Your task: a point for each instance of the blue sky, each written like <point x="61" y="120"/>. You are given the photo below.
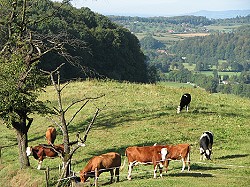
<point x="159" y="7"/>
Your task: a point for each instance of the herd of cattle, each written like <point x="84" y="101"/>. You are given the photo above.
<point x="157" y="155"/>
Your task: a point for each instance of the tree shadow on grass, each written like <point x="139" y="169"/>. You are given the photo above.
<point x="233" y="156"/>
<point x="114" y="119"/>
<point x="198" y="167"/>
<point x="190" y="174"/>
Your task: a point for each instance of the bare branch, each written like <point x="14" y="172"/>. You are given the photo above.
<point x="73" y="117"/>
<point x="89" y="127"/>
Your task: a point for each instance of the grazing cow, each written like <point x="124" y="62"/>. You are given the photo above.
<point x="145" y="155"/>
<point x="206" y="143"/>
<point x="102" y="163"/>
<point x="185" y="101"/>
<point x="40" y="152"/>
<point x="50" y="135"/>
<point x="178" y="152"/>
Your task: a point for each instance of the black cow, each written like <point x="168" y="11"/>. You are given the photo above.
<point x="206" y="143"/>
<point x="185" y="101"/>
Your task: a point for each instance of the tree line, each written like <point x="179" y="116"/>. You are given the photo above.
<point x="206" y="51"/>
<point x="110" y="50"/>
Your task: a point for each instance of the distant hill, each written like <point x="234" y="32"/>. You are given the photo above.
<point x="221" y="14"/>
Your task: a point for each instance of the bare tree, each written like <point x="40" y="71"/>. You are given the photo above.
<point x="60" y="111"/>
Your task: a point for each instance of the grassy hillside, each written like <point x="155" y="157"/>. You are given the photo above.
<point x="143" y="114"/>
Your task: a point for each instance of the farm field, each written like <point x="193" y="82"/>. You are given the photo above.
<point x="142" y="114"/>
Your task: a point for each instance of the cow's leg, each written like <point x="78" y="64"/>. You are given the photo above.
<point x="188" y="161"/>
<point x="112" y="175"/>
<point x="39" y="164"/>
<point x="130" y="167"/>
<point x="183" y="164"/>
<point x="155" y="169"/>
<point x="161" y="168"/>
<point x="166" y="165"/>
<point x="96" y="176"/>
<point x="117" y="173"/>
<point x="201" y="153"/>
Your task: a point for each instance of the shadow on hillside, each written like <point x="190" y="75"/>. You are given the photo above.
<point x="120" y="150"/>
<point x="198" y="167"/>
<point x="42" y="138"/>
<point x="233" y="156"/>
<point x="117" y="118"/>
<point x="190" y="174"/>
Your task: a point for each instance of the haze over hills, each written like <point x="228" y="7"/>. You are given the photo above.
<point x="205" y="13"/>
<point x="221" y="14"/>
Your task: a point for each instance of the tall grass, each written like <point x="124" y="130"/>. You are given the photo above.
<point x="144" y="114"/>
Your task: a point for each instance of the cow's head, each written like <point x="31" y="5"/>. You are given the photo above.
<point x="29" y="151"/>
<point x="208" y="154"/>
<point x="164" y="153"/>
<point x="178" y="109"/>
<point x="83" y="176"/>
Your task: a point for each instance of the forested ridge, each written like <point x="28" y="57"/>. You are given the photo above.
<point x="110" y="50"/>
<point x="177" y="54"/>
<point x="207" y="50"/>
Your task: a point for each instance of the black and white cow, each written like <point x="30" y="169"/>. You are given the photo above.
<point x="206" y="143"/>
<point x="185" y="101"/>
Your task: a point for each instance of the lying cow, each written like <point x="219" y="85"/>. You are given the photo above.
<point x="206" y="143"/>
<point x="40" y="152"/>
<point x="103" y="163"/>
<point x="145" y="155"/>
<point x="50" y="135"/>
<point x="185" y="101"/>
<point x="178" y="152"/>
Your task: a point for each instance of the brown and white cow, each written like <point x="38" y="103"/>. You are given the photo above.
<point x="102" y="163"/>
<point x="178" y="152"/>
<point x="40" y="152"/>
<point x="145" y="155"/>
<point x="50" y="135"/>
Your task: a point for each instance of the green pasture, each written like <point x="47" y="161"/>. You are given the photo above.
<point x="142" y="114"/>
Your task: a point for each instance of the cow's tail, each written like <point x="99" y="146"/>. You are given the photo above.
<point x="124" y="162"/>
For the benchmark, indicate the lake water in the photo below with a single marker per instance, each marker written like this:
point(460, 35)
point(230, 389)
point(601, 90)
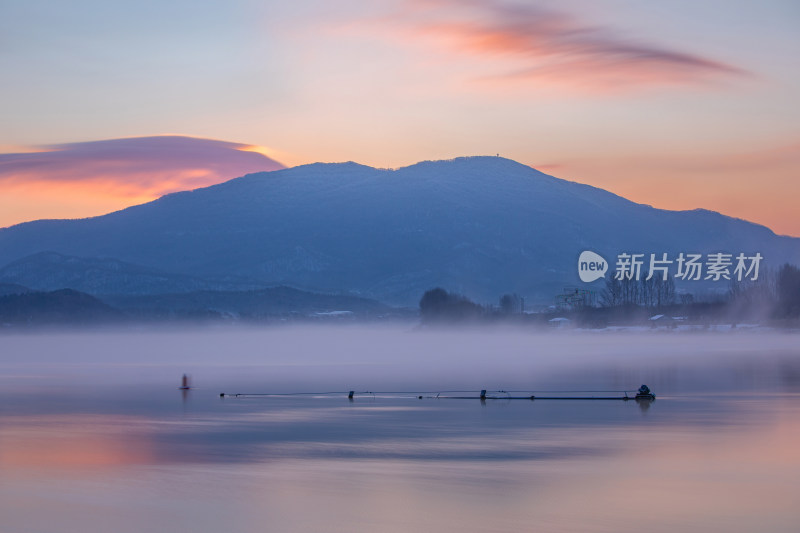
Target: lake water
point(95, 436)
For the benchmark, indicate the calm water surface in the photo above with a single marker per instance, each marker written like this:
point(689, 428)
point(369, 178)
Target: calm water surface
point(95, 436)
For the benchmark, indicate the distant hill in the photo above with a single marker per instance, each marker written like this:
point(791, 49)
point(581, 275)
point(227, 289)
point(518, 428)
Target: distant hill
point(48, 271)
point(481, 226)
point(12, 288)
point(64, 306)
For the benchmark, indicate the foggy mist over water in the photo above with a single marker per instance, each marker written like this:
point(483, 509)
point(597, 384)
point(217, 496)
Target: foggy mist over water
point(95, 436)
point(321, 358)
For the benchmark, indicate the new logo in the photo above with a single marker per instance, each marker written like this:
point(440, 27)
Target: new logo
point(591, 266)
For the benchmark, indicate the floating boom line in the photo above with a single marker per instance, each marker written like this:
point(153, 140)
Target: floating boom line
point(643, 393)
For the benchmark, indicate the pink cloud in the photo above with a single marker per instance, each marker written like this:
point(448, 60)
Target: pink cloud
point(545, 47)
point(143, 166)
point(93, 178)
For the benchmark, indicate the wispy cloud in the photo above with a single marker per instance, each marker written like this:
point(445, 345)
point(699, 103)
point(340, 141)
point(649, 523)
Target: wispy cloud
point(150, 166)
point(92, 178)
point(537, 45)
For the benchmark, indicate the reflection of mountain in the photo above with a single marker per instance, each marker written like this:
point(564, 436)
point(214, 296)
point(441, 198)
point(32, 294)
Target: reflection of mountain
point(482, 226)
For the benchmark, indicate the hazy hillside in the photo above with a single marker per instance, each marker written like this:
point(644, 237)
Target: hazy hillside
point(64, 306)
point(482, 226)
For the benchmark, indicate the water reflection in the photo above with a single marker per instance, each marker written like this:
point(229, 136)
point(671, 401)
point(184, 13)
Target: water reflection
point(84, 449)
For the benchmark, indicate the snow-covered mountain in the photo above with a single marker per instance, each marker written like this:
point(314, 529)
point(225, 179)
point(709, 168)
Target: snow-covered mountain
point(482, 226)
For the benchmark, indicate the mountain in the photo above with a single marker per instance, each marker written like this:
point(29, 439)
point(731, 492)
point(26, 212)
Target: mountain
point(49, 271)
point(482, 226)
point(12, 288)
point(64, 306)
point(257, 304)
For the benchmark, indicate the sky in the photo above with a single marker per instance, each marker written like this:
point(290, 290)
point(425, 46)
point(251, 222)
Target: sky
point(680, 104)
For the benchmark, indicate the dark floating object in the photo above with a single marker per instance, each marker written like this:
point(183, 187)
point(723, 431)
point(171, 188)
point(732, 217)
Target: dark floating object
point(644, 394)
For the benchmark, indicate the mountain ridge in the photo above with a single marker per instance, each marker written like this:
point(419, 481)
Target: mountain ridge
point(482, 226)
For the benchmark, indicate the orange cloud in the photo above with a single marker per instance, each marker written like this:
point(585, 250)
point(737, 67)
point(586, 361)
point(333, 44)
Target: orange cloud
point(93, 178)
point(543, 47)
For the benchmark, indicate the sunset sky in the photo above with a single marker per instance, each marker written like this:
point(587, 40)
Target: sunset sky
point(680, 104)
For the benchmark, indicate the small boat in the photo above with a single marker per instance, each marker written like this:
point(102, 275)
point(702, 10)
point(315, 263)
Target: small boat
point(644, 394)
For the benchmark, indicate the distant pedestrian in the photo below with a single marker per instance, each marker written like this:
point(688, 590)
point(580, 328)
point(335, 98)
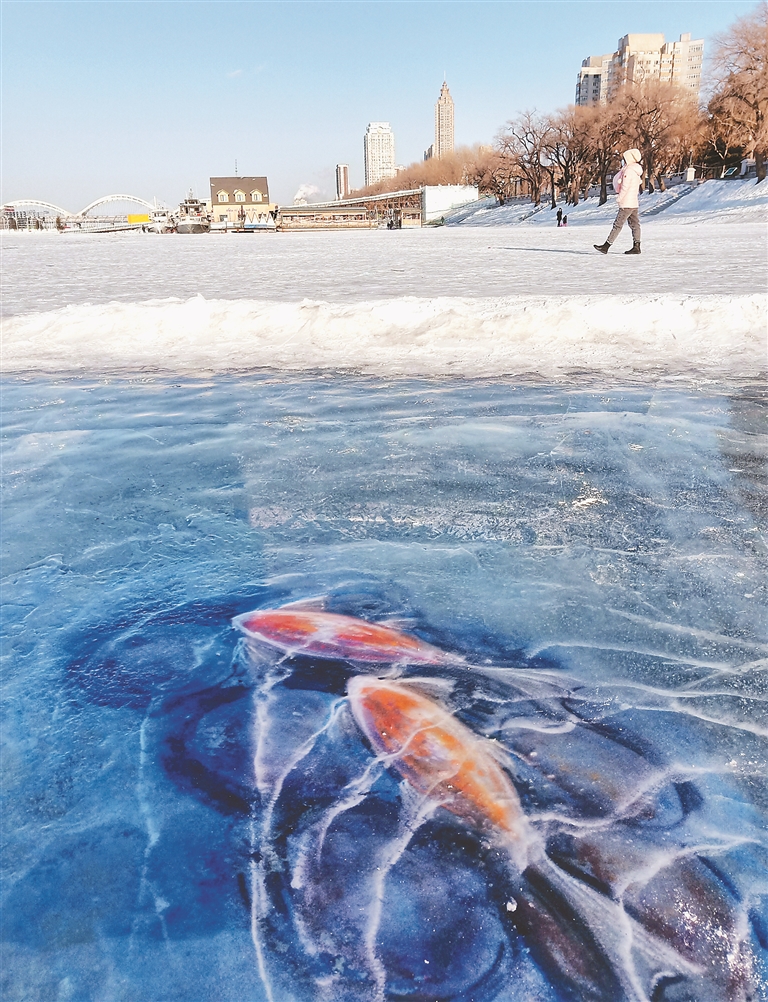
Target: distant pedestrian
point(627, 184)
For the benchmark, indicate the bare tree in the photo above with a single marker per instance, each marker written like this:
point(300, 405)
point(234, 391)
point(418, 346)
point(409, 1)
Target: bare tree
point(660, 119)
point(722, 137)
point(569, 147)
point(741, 67)
point(494, 173)
point(607, 133)
point(524, 142)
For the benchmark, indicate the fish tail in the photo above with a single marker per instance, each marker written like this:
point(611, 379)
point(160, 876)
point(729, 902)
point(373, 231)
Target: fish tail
point(562, 942)
point(587, 943)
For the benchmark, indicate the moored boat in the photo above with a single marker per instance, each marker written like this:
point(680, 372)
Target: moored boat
point(193, 216)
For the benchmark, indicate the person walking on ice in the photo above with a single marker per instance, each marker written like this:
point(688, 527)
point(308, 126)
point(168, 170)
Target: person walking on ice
point(627, 184)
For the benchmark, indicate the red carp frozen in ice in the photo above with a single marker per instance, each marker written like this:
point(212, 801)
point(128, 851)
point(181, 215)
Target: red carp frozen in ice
point(328, 635)
point(585, 941)
point(440, 758)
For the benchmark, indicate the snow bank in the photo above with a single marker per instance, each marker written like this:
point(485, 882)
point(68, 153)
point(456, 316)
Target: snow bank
point(721, 200)
point(620, 336)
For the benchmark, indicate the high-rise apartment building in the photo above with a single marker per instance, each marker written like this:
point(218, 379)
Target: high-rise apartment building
point(379, 152)
point(592, 82)
point(641, 57)
point(342, 180)
point(443, 123)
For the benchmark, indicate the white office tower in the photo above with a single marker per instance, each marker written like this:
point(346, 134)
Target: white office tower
point(342, 180)
point(379, 151)
point(682, 62)
point(592, 82)
point(443, 123)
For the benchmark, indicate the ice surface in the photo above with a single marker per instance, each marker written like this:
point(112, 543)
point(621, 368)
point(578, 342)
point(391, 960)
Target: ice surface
point(187, 819)
point(595, 552)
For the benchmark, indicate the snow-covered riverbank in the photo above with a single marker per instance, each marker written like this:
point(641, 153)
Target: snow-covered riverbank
point(459, 300)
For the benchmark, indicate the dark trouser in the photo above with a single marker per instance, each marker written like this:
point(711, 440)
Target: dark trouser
point(622, 216)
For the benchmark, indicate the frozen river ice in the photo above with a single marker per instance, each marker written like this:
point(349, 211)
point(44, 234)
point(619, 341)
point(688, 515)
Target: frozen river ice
point(189, 819)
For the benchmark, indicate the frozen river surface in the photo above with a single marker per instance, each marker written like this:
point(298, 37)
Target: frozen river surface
point(578, 564)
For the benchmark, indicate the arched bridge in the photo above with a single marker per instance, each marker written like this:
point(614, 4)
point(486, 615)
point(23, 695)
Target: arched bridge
point(105, 199)
point(49, 208)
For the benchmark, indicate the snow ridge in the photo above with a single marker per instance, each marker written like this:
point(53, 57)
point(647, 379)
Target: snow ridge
point(618, 335)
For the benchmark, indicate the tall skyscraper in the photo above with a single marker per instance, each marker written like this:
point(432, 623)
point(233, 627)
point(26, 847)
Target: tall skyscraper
point(443, 123)
point(342, 180)
point(592, 82)
point(379, 152)
point(641, 57)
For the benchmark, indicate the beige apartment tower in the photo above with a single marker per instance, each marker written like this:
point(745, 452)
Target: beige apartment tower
point(379, 152)
point(443, 143)
point(641, 57)
point(342, 180)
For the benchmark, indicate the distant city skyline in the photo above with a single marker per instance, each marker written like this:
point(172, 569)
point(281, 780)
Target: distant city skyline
point(342, 180)
point(443, 143)
point(641, 57)
point(378, 152)
point(109, 98)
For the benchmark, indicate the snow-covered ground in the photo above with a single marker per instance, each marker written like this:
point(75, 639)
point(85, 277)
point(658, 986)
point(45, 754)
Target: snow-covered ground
point(592, 548)
point(475, 299)
point(716, 200)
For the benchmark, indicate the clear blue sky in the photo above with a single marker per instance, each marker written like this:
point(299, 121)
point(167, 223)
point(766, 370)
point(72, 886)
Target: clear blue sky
point(152, 97)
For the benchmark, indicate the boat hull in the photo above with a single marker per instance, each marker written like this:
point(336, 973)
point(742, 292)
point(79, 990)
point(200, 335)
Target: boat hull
point(193, 226)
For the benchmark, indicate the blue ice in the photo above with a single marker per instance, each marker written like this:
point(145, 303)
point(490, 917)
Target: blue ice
point(184, 821)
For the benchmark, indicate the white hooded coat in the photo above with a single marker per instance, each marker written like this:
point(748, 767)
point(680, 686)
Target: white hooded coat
point(628, 181)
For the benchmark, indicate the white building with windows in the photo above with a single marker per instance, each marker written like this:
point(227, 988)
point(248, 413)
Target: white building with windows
point(342, 180)
point(443, 143)
point(240, 202)
point(641, 57)
point(592, 82)
point(379, 152)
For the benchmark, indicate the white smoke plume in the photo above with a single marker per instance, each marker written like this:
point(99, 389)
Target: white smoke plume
point(306, 193)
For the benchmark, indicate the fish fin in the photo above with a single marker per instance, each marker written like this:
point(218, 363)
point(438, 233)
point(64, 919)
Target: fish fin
point(317, 603)
point(429, 686)
point(404, 623)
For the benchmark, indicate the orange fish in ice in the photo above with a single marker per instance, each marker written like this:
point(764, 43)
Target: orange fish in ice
point(335, 637)
point(440, 758)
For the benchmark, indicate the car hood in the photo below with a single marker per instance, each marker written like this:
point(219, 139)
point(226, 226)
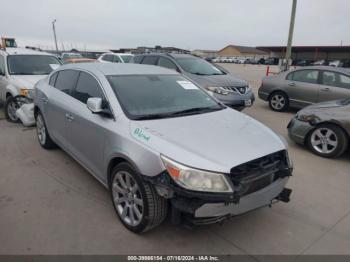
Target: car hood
point(330, 108)
point(215, 141)
point(27, 81)
point(217, 80)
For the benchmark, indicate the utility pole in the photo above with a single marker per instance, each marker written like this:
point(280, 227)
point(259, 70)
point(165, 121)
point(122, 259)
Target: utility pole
point(54, 34)
point(290, 35)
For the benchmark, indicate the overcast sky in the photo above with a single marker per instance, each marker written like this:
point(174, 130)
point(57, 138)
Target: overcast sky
point(189, 24)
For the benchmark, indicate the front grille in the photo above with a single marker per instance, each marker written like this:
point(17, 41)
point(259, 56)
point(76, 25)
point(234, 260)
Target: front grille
point(259, 173)
point(241, 90)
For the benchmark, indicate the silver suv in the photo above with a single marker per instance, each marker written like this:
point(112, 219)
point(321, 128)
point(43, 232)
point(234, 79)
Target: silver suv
point(157, 141)
point(20, 69)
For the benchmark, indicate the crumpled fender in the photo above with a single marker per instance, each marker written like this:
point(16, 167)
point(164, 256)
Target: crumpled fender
point(26, 114)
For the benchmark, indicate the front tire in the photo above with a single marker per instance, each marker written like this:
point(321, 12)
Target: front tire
point(279, 101)
point(328, 140)
point(10, 109)
point(43, 135)
point(136, 202)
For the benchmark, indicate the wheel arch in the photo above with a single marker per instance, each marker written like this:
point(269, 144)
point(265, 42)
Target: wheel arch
point(328, 122)
point(116, 160)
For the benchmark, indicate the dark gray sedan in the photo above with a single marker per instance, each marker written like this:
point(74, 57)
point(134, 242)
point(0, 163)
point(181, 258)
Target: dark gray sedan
point(324, 127)
point(302, 87)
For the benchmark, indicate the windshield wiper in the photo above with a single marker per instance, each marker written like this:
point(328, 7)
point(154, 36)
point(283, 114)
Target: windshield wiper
point(197, 110)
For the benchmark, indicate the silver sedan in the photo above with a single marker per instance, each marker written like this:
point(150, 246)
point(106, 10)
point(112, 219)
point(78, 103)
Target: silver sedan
point(146, 133)
point(305, 86)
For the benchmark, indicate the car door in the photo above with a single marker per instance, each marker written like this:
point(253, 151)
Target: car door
point(87, 131)
point(334, 86)
point(3, 79)
point(302, 87)
point(57, 100)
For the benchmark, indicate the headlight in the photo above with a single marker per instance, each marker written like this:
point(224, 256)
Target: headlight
point(218, 90)
point(289, 160)
point(195, 179)
point(308, 118)
point(27, 92)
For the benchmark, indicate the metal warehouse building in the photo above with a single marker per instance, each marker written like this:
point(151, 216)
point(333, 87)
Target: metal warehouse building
point(242, 51)
point(309, 52)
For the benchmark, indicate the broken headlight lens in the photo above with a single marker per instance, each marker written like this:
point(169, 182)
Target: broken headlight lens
point(308, 118)
point(195, 179)
point(218, 90)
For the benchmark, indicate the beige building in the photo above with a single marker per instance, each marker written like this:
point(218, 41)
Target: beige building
point(241, 51)
point(205, 53)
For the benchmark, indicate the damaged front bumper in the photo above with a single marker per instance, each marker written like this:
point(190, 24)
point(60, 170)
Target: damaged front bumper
point(261, 185)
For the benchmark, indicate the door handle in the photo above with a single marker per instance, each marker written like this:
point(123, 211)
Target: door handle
point(69, 117)
point(45, 100)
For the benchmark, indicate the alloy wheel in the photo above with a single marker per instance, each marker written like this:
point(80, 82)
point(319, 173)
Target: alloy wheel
point(278, 102)
point(127, 198)
point(324, 140)
point(41, 129)
point(11, 110)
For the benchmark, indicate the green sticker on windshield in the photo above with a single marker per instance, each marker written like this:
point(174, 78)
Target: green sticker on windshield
point(140, 134)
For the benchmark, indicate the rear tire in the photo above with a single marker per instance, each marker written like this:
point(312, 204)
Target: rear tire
point(43, 135)
point(328, 141)
point(136, 202)
point(279, 101)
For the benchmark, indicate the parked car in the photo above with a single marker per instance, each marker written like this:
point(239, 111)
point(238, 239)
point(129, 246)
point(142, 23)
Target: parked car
point(336, 63)
point(146, 133)
point(302, 62)
point(230, 90)
point(115, 58)
point(20, 69)
point(301, 87)
point(79, 60)
point(321, 63)
point(323, 127)
point(67, 56)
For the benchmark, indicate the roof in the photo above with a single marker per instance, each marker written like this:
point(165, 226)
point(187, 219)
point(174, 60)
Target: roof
point(245, 49)
point(121, 69)
point(307, 48)
point(23, 51)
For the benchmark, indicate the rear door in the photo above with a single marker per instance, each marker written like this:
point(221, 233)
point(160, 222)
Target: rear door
point(334, 86)
point(58, 99)
point(303, 87)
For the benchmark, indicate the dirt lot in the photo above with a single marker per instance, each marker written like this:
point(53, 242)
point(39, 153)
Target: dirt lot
point(50, 205)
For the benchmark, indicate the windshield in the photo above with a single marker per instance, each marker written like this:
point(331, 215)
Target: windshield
point(126, 58)
point(198, 66)
point(160, 96)
point(32, 64)
point(69, 56)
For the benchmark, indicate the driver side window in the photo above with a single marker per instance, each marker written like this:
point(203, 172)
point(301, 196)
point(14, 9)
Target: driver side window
point(2, 65)
point(87, 87)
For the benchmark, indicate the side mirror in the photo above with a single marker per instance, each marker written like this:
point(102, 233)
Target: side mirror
point(94, 104)
point(97, 106)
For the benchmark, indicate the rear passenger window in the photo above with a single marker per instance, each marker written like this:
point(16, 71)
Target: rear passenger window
point(87, 87)
point(164, 62)
point(335, 79)
point(108, 58)
point(66, 80)
point(307, 76)
point(53, 79)
point(150, 60)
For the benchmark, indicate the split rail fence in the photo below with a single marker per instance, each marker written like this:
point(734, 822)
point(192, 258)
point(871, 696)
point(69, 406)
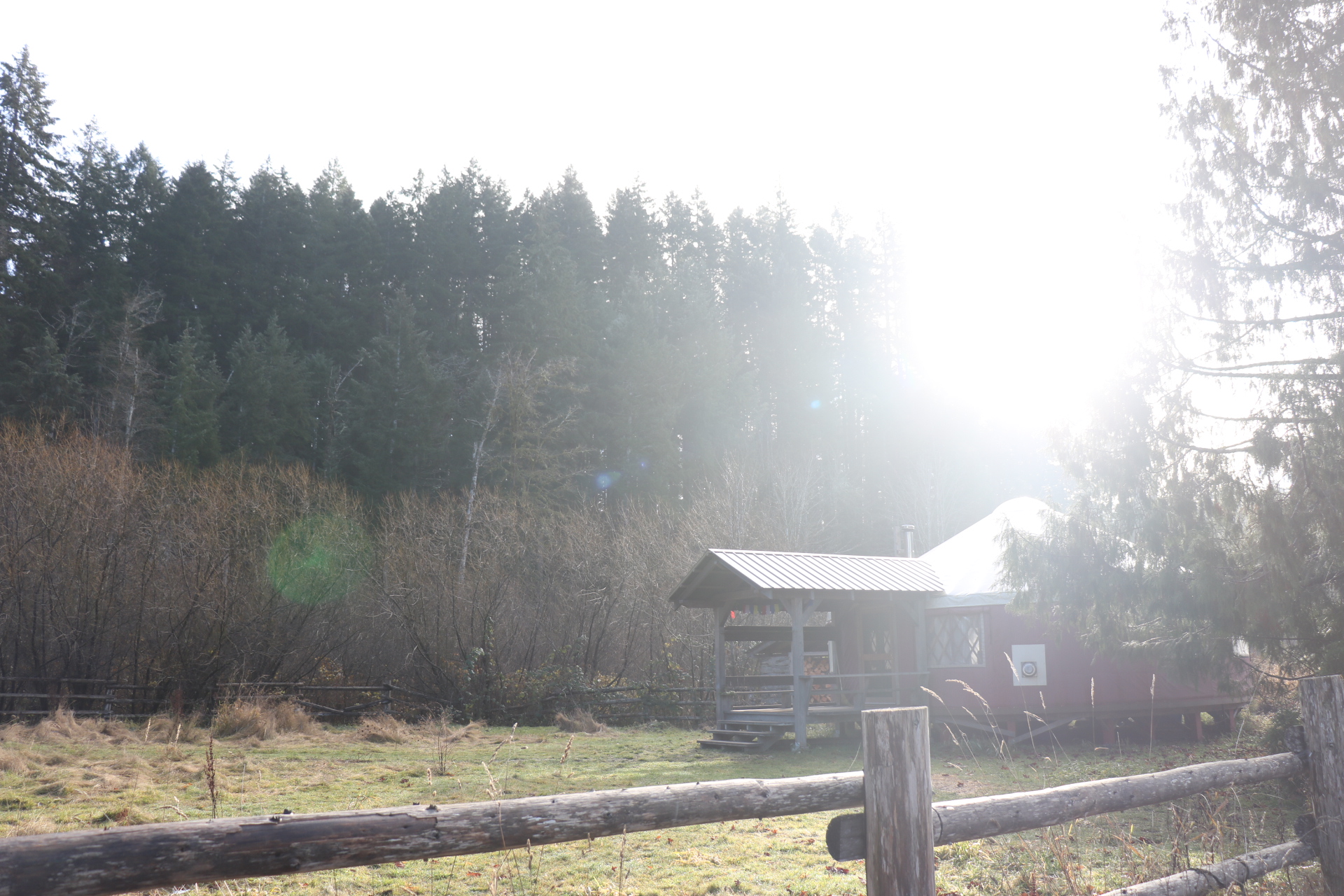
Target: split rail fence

☆ ☆ ☆ ☆ ☆ ☆ ☆

Copy out everything from the line containing "For the benchmark, indicate the dirt" down to the line containing "point(50, 205)", keeping every character as it appears.

For the benchmark, indicate the dirt lot in the photo above with a single marker per instance, each marker written like this:
point(53, 242)
point(39, 153)
Target: dirt lot
point(50, 205)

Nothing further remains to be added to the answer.